● What to produce
All that is wanted is an exact copy of the line containing "I was told the cardboard divider" and the lines after it, through the end of the records.

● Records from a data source

# # # #

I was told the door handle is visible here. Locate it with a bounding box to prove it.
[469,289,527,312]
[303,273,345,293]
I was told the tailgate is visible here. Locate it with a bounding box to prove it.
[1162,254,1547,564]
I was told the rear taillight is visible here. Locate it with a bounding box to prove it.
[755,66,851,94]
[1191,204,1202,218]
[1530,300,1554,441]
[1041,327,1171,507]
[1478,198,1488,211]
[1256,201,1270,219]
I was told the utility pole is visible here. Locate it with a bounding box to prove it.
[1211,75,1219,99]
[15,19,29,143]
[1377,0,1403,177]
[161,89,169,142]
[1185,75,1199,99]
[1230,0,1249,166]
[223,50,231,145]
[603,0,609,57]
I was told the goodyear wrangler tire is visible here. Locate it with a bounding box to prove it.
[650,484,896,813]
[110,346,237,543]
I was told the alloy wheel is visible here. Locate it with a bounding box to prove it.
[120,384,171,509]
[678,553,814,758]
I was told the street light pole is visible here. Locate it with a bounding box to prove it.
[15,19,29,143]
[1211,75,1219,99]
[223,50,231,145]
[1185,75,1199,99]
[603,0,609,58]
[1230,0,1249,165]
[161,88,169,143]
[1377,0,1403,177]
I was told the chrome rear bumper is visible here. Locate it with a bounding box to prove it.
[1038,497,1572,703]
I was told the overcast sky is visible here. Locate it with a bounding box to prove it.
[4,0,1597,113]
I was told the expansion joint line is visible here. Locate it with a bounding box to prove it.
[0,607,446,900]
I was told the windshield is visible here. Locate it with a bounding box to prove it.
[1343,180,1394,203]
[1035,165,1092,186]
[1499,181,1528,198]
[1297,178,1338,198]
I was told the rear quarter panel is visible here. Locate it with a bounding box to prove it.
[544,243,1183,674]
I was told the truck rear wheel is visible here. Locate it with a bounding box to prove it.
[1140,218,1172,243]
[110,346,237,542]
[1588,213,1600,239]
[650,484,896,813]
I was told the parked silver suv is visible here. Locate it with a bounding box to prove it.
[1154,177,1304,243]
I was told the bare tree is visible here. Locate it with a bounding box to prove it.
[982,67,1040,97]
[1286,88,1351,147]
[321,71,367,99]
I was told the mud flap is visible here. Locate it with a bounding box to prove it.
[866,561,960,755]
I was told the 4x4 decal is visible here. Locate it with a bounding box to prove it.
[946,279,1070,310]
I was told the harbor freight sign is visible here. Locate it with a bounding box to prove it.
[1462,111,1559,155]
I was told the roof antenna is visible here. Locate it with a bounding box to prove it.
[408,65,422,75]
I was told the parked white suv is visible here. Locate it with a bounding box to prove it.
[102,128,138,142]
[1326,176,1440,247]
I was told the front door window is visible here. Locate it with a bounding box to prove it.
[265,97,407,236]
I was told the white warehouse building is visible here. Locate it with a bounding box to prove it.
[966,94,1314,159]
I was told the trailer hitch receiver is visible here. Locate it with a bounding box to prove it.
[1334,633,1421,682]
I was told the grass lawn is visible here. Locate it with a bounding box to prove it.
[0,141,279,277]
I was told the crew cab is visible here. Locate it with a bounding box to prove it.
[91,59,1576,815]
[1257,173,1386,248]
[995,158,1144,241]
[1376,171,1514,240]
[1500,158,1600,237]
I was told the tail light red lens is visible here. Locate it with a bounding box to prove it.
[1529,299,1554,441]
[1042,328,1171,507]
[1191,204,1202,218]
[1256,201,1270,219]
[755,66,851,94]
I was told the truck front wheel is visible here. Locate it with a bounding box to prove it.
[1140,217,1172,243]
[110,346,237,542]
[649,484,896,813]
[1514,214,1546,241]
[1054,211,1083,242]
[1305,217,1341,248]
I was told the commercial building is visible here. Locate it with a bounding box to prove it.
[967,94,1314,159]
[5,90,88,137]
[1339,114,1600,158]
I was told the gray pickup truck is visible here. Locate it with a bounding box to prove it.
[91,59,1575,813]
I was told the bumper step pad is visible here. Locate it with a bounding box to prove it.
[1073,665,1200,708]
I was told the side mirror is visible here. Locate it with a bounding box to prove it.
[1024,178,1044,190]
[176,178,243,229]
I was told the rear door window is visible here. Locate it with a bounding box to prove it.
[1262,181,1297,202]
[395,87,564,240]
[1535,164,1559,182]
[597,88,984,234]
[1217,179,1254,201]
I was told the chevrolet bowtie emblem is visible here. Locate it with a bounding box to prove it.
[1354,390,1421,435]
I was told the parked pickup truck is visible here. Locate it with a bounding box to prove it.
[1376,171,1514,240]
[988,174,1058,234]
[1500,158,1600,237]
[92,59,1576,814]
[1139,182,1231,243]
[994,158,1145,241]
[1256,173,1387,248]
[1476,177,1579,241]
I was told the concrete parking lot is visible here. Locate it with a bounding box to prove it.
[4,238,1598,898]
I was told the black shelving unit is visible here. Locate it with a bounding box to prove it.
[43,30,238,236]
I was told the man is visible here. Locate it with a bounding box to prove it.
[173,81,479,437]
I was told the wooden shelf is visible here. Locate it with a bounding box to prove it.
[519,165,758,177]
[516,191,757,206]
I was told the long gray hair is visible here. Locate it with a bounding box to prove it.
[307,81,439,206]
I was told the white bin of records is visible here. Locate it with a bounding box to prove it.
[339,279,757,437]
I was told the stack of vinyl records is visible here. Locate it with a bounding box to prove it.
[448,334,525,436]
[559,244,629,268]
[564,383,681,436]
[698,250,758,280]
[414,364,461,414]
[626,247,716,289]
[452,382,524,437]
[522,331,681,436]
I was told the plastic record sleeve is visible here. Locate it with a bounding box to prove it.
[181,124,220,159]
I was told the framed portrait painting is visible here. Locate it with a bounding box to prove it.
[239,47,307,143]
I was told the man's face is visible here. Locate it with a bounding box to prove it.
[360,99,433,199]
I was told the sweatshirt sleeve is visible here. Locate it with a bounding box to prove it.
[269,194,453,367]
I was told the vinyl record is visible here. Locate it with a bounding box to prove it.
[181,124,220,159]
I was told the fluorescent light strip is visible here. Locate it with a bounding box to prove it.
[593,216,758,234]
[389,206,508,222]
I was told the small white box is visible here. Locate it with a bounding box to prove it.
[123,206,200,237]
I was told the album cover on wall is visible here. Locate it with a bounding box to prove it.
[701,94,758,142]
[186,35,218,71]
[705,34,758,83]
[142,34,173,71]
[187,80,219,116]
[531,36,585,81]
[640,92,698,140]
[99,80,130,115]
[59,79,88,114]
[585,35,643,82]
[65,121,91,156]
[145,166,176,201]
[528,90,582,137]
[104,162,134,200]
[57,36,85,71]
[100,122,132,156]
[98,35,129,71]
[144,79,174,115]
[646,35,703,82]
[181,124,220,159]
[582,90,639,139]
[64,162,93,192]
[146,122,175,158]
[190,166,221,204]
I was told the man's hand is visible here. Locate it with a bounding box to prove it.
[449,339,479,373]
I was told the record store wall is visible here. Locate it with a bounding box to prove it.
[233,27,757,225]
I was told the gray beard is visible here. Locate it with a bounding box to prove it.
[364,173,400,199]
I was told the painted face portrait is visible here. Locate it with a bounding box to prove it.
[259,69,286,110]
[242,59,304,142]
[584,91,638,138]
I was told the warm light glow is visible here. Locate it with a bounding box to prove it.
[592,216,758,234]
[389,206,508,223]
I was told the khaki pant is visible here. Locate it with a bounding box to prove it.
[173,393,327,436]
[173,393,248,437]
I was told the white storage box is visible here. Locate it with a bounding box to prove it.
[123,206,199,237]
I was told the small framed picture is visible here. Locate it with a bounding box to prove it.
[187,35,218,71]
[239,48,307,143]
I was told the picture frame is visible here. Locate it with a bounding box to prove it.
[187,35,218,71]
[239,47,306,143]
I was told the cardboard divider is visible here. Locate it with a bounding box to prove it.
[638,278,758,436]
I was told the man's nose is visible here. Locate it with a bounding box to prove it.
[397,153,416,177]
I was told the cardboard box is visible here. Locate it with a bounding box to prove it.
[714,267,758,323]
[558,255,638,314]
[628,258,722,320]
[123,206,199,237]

# # # #

● Result of the task
I was told the cardboard divider is visible here. Locate it with a bounding box to prove it.
[638,278,758,436]
I was told the man's nose is visible here. Locate it with a bounding box to prove it.
[397,153,416,177]
I was told the cardboard box is visible here. Locate it with a bounding box to prove it.
[714,267,758,323]
[558,255,638,314]
[628,258,722,320]
[123,206,199,237]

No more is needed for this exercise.